Stored items from a collection
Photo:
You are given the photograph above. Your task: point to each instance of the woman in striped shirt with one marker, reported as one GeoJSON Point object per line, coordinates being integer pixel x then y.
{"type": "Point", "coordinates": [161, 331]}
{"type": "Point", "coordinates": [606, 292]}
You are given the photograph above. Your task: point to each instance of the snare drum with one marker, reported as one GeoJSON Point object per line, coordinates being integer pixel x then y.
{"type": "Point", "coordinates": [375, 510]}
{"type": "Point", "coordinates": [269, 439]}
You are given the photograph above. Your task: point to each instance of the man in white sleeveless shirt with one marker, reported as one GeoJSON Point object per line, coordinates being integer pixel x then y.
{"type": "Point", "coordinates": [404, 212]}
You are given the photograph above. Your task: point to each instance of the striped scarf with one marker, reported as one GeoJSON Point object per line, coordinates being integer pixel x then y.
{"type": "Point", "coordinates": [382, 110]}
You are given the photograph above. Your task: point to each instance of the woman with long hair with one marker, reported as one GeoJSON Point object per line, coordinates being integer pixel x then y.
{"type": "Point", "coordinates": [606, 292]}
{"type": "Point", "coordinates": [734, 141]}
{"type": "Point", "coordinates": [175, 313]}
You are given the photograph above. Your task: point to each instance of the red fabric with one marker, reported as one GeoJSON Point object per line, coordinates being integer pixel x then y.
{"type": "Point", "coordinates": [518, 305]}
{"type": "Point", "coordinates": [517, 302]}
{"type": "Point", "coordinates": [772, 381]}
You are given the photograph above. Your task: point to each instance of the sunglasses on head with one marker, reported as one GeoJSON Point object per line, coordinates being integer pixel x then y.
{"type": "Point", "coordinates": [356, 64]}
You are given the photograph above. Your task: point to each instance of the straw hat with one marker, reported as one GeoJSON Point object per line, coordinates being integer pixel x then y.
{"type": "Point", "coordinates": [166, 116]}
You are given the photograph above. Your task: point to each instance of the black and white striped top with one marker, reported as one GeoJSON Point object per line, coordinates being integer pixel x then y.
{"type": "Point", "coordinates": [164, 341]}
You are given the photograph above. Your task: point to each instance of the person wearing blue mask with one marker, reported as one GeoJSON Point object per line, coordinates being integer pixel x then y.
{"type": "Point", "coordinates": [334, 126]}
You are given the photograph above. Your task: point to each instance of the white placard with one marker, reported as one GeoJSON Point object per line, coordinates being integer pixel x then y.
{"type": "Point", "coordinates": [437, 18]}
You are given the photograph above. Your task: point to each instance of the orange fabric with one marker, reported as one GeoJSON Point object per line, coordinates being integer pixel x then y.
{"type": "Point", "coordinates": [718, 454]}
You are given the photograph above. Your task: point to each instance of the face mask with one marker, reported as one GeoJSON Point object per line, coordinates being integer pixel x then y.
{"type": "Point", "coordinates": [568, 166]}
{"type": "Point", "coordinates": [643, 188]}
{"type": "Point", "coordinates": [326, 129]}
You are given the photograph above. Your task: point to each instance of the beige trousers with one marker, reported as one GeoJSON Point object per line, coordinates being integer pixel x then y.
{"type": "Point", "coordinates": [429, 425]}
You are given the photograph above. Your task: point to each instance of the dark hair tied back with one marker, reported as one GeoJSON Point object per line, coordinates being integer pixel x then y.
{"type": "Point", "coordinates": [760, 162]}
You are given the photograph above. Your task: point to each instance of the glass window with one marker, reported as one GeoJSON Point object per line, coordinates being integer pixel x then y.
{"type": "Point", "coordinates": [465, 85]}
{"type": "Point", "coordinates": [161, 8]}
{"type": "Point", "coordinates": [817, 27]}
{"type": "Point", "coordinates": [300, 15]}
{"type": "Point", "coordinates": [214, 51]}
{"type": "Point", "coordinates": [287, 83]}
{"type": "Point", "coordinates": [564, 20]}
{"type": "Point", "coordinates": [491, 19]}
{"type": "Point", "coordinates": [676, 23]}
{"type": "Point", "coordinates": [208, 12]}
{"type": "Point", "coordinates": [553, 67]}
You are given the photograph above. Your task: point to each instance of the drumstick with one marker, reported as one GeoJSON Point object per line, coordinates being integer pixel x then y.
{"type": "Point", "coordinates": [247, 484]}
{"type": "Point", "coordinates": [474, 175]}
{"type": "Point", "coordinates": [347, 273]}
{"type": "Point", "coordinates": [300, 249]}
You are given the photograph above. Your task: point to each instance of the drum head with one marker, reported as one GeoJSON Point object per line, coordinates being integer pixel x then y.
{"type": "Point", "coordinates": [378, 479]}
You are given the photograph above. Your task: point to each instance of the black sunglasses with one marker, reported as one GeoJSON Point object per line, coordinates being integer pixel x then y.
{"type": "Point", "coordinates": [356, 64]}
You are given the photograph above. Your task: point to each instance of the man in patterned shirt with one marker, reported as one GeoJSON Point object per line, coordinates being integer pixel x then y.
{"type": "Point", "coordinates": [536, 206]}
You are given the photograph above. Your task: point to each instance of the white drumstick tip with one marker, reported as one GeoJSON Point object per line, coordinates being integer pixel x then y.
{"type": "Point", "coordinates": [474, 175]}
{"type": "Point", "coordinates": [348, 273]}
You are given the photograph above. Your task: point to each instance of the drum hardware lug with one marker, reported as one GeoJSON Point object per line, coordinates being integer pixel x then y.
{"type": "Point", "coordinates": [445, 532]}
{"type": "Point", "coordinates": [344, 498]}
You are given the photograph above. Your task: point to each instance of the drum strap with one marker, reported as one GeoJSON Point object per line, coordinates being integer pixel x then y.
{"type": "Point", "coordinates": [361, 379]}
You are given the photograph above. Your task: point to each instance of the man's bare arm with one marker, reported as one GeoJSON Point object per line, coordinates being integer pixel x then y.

● Action item:
Write every line of the entries again, word for word.

● Task solution:
Photo:
You are given the photograph above. Your task: point to each instance of the woman in striped shirt with one marker, reported as one GeoJSON Point object per line, coordinates being integer pixel x then y.
{"type": "Point", "coordinates": [161, 331]}
{"type": "Point", "coordinates": [606, 292]}
You are given the photograph above. Your task: point to each instance of the snare drum with one marker, reported as one GeoJSON Point object per line, coordinates being integer pixel x then y.
{"type": "Point", "coordinates": [375, 510]}
{"type": "Point", "coordinates": [269, 439]}
You are given the photograph above. Your task: point to each instance of the man in white sleeveless shirt with one marker, reported as one GeoJSON Point object per line, coordinates being integer pixel x then y.
{"type": "Point", "coordinates": [404, 212]}
You are given the photograph above. Your task: point to each instance of the striped scarf with one marker, reported as one GeoJSON Point object per line, coordinates being integer pixel x then y.
{"type": "Point", "coordinates": [382, 110]}
You are given the photograph above. Your task: point to each instance of the woman with long hair with one marker, reported as one GeoJSON Point object per line, coordinates being integer pixel x then y.
{"type": "Point", "coordinates": [606, 292]}
{"type": "Point", "coordinates": [734, 141]}
{"type": "Point", "coordinates": [175, 313]}
You are given the photograph above. Your task: point to each instance of the red fabric with one marker, reported as one GeoJSON Point object per line, coordinates being integer pixel x then y.
{"type": "Point", "coordinates": [518, 305]}
{"type": "Point", "coordinates": [517, 302]}
{"type": "Point", "coordinates": [772, 381]}
You are given the photograph above. Your task: point to each instance of the sunglasses on head with one marker, reported as one GeoJSON Point object per line, coordinates being integer pixel x then y.
{"type": "Point", "coordinates": [356, 64]}
You are given the photograph above. Your task: point to each instance of the straw hat with one marker, reported as one GeoJSON Point object per line, coordinates being integer pixel x then y.
{"type": "Point", "coordinates": [166, 116]}
You are given the photograph above. Your task: point to each instance of the black and white striped top with one marker, reported as one GeoJSON Point object per line, coordinates being integer pixel x then y.
{"type": "Point", "coordinates": [164, 341]}
You are given the photograph above. Your task: point to each instance of the person wearing blue mask with one marker, reported as one GeoJSON Point object per line, coordinates being integer pixel x then y.
{"type": "Point", "coordinates": [334, 126]}
You are given the photograph above. Your task: point to each instance of the white placard with one marker, reported as one GeoJSON Point object per line, coordinates being integer pixel x then y.
{"type": "Point", "coordinates": [437, 18]}
You are given the photograph above. Your task: point to each instance of the orange fabric with one marker, reported as one GeoJSON Point object per line, coordinates being integer pixel x then y.
{"type": "Point", "coordinates": [718, 454]}
You are given the photograph above. Your task: point to each instance of the face mask with one marker, reported as one GeoJSON Point object per line, coordinates being integer pixel x then y.
{"type": "Point", "coordinates": [568, 166]}
{"type": "Point", "coordinates": [643, 188]}
{"type": "Point", "coordinates": [326, 129]}
You are given the photograph above. Your task: point to each instance of the beige trousers with one marker, reported as one GeoJSON Point object per line, coordinates being integer pixel x then y.
{"type": "Point", "coordinates": [429, 425]}
You are given the photograph above. Your task: point to each instance of the dark hair tied back with one marker, reported as one GeoJSON Point object per line, coordinates being integer pixel x then y.
{"type": "Point", "coordinates": [760, 162]}
You are given the photograph above. Your task: point to each instance of the glass window with one marker, reported as one GeoJSON Point object per line, coordinates being integer pixel x then y.
{"type": "Point", "coordinates": [465, 85]}
{"type": "Point", "coordinates": [161, 8]}
{"type": "Point", "coordinates": [817, 27]}
{"type": "Point", "coordinates": [300, 15]}
{"type": "Point", "coordinates": [214, 51]}
{"type": "Point", "coordinates": [287, 83]}
{"type": "Point", "coordinates": [564, 20]}
{"type": "Point", "coordinates": [491, 19]}
{"type": "Point", "coordinates": [676, 23]}
{"type": "Point", "coordinates": [208, 12]}
{"type": "Point", "coordinates": [553, 67]}
You are given the photograph above. Your task: point to each instance of the drumstick with one marker, reported as one GeoJSON Point object per line, coordinates being integer pixel x then y.
{"type": "Point", "coordinates": [247, 484]}
{"type": "Point", "coordinates": [474, 175]}
{"type": "Point", "coordinates": [347, 273]}
{"type": "Point", "coordinates": [300, 249]}
You are given the photograph above. Your task: point to each instance of the drum head with one marker, reported as one GeoJSON Point object per line, coordinates being integer pixel x then y.
{"type": "Point", "coordinates": [378, 479]}
You are given the photograph above. Your task: point to each instance of the black sunglasses with one marker, reported as one GeoJSON Point object per line, coordinates being integer pixel x then y.
{"type": "Point", "coordinates": [356, 64]}
You are given the photograph above. Your task: point to each instance of the man in patterned shirt with one marker, reported as one GeoJSON Point object per line, coordinates being integer pixel x then y.
{"type": "Point", "coordinates": [536, 206]}
You are given the photograph above. Your task: point to each instance of the white drumstick tip with one marker, reported as one GeoJSON Point object per line, coordinates being integer pixel x then y.
{"type": "Point", "coordinates": [474, 175]}
{"type": "Point", "coordinates": [348, 273]}
You are given the photograph above. Your task: point to each instance of the drum hardware lug with one marker, reported as one GeoJSON Point object per line, coordinates being integer pixel x then y.
{"type": "Point", "coordinates": [445, 532]}
{"type": "Point", "coordinates": [344, 498]}
You are given the photograph above. Your task: point to each instance of the drum strap with one marker, reported as one GeoJSON Point object per line, coordinates being integer pixel x then y.
{"type": "Point", "coordinates": [361, 379]}
You are given the photograph above. Your task: point to each instance of the man's bare arm with one marker, reported as one GeoJSON Point object per line, coordinates being integer pixel x then y.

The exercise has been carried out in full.